▶ Exercise
Each record below is to be copied word for word, with pictures removed.

[Labeled-object pointing entries]
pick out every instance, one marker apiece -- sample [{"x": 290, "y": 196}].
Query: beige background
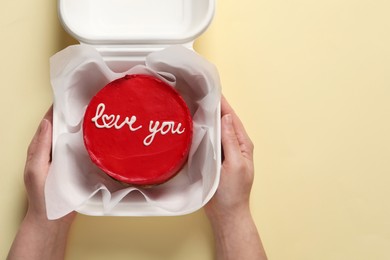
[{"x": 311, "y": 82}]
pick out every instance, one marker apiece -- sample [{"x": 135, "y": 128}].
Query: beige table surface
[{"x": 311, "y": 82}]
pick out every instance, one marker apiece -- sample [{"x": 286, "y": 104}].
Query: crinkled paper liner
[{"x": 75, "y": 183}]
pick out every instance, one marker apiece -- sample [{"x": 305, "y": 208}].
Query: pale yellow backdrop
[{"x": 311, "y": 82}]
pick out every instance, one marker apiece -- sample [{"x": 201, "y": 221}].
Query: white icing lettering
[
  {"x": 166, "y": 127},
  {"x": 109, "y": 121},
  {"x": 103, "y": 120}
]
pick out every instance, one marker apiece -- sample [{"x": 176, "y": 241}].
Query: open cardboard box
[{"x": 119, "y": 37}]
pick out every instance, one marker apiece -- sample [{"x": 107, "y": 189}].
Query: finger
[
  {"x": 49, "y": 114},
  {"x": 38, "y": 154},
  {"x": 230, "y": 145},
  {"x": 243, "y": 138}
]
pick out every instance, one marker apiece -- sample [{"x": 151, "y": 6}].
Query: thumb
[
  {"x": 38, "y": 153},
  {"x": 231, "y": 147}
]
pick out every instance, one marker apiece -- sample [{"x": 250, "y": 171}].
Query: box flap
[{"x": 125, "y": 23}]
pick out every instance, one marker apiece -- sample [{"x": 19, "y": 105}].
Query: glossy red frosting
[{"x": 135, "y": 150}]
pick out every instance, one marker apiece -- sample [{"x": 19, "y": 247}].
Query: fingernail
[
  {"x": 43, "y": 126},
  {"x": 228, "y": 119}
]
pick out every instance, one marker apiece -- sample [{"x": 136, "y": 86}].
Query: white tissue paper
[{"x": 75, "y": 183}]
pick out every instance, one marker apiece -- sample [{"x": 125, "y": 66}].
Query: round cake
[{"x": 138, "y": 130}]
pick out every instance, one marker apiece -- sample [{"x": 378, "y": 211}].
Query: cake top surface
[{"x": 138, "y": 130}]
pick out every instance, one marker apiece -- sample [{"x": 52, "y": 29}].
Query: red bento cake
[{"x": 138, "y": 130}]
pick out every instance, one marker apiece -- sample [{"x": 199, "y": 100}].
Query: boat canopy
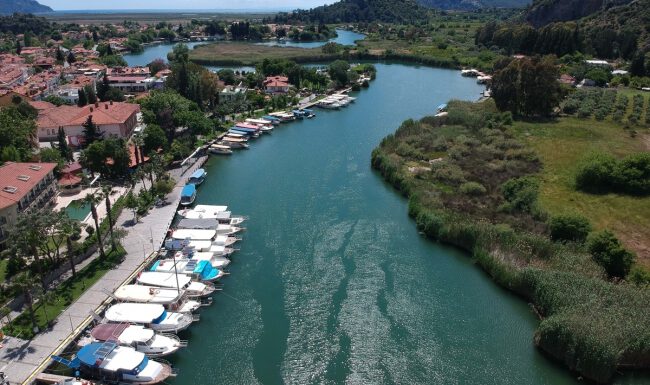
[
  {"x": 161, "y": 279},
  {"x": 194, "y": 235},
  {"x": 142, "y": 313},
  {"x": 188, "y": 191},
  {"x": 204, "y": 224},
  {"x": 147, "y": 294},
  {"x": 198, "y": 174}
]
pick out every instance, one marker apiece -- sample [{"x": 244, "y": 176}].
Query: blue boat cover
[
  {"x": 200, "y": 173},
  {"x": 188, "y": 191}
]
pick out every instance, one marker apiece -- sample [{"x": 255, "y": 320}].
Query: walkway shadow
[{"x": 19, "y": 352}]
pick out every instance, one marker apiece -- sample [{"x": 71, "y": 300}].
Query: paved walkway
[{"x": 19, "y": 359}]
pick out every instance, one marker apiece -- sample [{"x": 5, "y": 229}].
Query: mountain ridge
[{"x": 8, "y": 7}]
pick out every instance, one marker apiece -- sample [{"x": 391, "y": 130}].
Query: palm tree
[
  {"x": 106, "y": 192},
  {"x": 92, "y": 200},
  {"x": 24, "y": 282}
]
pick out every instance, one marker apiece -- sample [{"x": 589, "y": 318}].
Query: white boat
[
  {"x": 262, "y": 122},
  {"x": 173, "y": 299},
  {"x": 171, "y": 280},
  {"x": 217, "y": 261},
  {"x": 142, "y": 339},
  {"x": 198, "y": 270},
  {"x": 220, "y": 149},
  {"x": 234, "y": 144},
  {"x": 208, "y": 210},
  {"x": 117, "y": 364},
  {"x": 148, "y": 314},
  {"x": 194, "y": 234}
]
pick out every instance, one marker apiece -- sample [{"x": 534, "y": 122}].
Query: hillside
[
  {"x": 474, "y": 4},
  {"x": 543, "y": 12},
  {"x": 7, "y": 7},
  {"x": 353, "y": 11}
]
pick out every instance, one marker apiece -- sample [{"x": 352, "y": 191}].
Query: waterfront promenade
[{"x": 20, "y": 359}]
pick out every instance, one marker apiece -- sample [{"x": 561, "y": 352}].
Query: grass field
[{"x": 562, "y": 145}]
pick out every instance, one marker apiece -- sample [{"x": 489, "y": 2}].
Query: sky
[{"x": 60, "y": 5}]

▶ Solution for this problem
pick out every instance, one marker apiece -- sample [{"x": 290, "y": 196}].
Query: beige background
[{"x": 311, "y": 82}]
pick out every instance, one marker apiece -- sample [{"x": 135, "y": 128}].
Query: beige table surface
[{"x": 311, "y": 82}]
pick out every instance, one marker apiece -- sample [{"x": 286, "y": 104}].
Query: crinkled paper liner
[{"x": 75, "y": 183}]
pick out every instance, one marker apiece -- sample [{"x": 305, "y": 208}].
Query: pale yellow backdrop
[{"x": 311, "y": 82}]
pick out every instance, one marker apiece -- sample [{"x": 201, "y": 221}].
Query: white icing lettering
[
  {"x": 166, "y": 127},
  {"x": 109, "y": 121},
  {"x": 103, "y": 120}
]
pick out every instance, one marker apiece -- sample [{"x": 176, "y": 241}].
Query: open cardboard box
[{"x": 119, "y": 37}]
pick out every instance, one marker apiece -- sample [{"x": 107, "y": 189}].
Query: finger
[
  {"x": 49, "y": 114},
  {"x": 38, "y": 154},
  {"x": 230, "y": 145},
  {"x": 243, "y": 138}
]
pick out every instance, one marker apiece -- sample [{"x": 151, "y": 6}].
Query: thumb
[
  {"x": 38, "y": 153},
  {"x": 231, "y": 147}
]
pick out every instance, one marker apiece -- sample [{"x": 250, "y": 171}].
Query: box flap
[{"x": 125, "y": 23}]
pick out every instance, one marker apiece -- sample [{"x": 19, "y": 105}].
Query: glossy red frosting
[{"x": 135, "y": 150}]
pick out every instance, one marker apiece -- sample [{"x": 19, "y": 247}].
Query: fingernail
[
  {"x": 43, "y": 126},
  {"x": 228, "y": 119}
]
pick out every instance, one marker apiece -- sample [{"x": 136, "y": 86}].
Query: white tissue paper
[{"x": 75, "y": 183}]
pick out every instance, one marker apiece -- sample [{"x": 125, "y": 66}].
Query: round cake
[{"x": 138, "y": 130}]
pick out every instance, one marker apiece -- sample [{"x": 378, "y": 211}].
Query: cake top surface
[{"x": 138, "y": 130}]
pick out every instance, one marker apiece -- sample [{"x": 52, "y": 29}].
Query: red bento cake
[{"x": 138, "y": 130}]
pick out every instance, one marker apiece -- sample [{"x": 199, "y": 100}].
Query: boat canopy
[
  {"x": 161, "y": 279},
  {"x": 194, "y": 235},
  {"x": 142, "y": 313},
  {"x": 188, "y": 191},
  {"x": 204, "y": 224},
  {"x": 147, "y": 294},
  {"x": 198, "y": 174}
]
pick out every instance, one marker apiece -- sample [{"x": 244, "y": 176}].
Query: blue boat cover
[
  {"x": 200, "y": 173},
  {"x": 188, "y": 191}
]
pick out every instance, one marker apiece -- sample [{"x": 255, "y": 320}].
Query: walkway shadow
[{"x": 19, "y": 352}]
pick out every instance, one marker apiece -- sample [{"x": 71, "y": 300}].
Query: paved walkway
[{"x": 19, "y": 359}]
pick out every instance, one marker apiece -- sample [{"x": 5, "y": 229}].
Query: mountain ridge
[{"x": 8, "y": 7}]
pick out every instance, one marker apiece -- sample [{"x": 391, "y": 130}].
Query: palm tree
[
  {"x": 106, "y": 192},
  {"x": 92, "y": 200},
  {"x": 24, "y": 282}
]
pick out every instance, one marker apiece -- sample [{"x": 589, "y": 318}].
Query: white boat
[
  {"x": 262, "y": 122},
  {"x": 173, "y": 299},
  {"x": 171, "y": 280},
  {"x": 217, "y": 261},
  {"x": 142, "y": 339},
  {"x": 198, "y": 270},
  {"x": 220, "y": 149},
  {"x": 234, "y": 144},
  {"x": 208, "y": 210},
  {"x": 117, "y": 364},
  {"x": 148, "y": 314},
  {"x": 194, "y": 234}
]
pick out every instance, one marker apiece -- sample [{"x": 534, "y": 122}].
Query: hillside
[
  {"x": 474, "y": 4},
  {"x": 543, "y": 12},
  {"x": 7, "y": 7},
  {"x": 353, "y": 11}
]
pick out every instance, one marker apiece -- sample [{"x": 352, "y": 191}].
Query: waterfront promenade
[{"x": 20, "y": 359}]
pick out every instance, one marker apiece -- sample [{"x": 561, "y": 352}].
Query: grass field
[{"x": 562, "y": 145}]
pick out every instance, one marker apiece -- sample [{"x": 489, "y": 2}].
Query: sky
[{"x": 60, "y": 5}]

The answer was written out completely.